**What is required**
Extract every line of the listing below that contains the string "window". Matching is case-sensitive.

**Dataset excerpts**
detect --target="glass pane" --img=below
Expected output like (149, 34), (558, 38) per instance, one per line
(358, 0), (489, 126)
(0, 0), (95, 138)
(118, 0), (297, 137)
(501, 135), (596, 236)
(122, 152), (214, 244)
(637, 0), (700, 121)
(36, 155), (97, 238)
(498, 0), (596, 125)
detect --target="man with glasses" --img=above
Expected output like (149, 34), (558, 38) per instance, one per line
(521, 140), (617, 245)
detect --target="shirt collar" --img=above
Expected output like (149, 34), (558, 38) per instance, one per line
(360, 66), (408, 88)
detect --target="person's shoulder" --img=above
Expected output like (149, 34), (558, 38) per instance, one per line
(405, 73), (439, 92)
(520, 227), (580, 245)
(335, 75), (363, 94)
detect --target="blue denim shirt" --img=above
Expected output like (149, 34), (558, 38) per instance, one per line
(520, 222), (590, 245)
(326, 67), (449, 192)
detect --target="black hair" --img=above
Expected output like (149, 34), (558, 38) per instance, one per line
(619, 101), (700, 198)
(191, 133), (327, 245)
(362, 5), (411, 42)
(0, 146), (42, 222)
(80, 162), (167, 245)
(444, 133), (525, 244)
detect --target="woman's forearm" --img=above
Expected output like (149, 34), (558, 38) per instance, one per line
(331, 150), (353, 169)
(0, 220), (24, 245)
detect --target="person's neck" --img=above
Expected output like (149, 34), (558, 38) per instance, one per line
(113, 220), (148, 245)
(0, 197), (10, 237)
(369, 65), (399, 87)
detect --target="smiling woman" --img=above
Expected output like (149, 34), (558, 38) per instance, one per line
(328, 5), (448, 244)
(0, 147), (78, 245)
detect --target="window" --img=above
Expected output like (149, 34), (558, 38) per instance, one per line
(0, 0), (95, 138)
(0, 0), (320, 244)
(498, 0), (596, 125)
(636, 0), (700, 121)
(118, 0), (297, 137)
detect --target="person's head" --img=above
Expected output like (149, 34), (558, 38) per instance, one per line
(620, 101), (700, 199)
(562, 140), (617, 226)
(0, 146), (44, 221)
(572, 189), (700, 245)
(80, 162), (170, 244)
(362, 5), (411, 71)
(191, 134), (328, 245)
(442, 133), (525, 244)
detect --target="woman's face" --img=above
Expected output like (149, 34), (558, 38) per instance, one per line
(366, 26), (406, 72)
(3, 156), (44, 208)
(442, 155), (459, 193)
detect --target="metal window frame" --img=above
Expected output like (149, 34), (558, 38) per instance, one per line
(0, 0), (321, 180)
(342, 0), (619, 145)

**Answer to the exercise**
detect --target="window" --img=above
detect --target="metal window frame" --img=above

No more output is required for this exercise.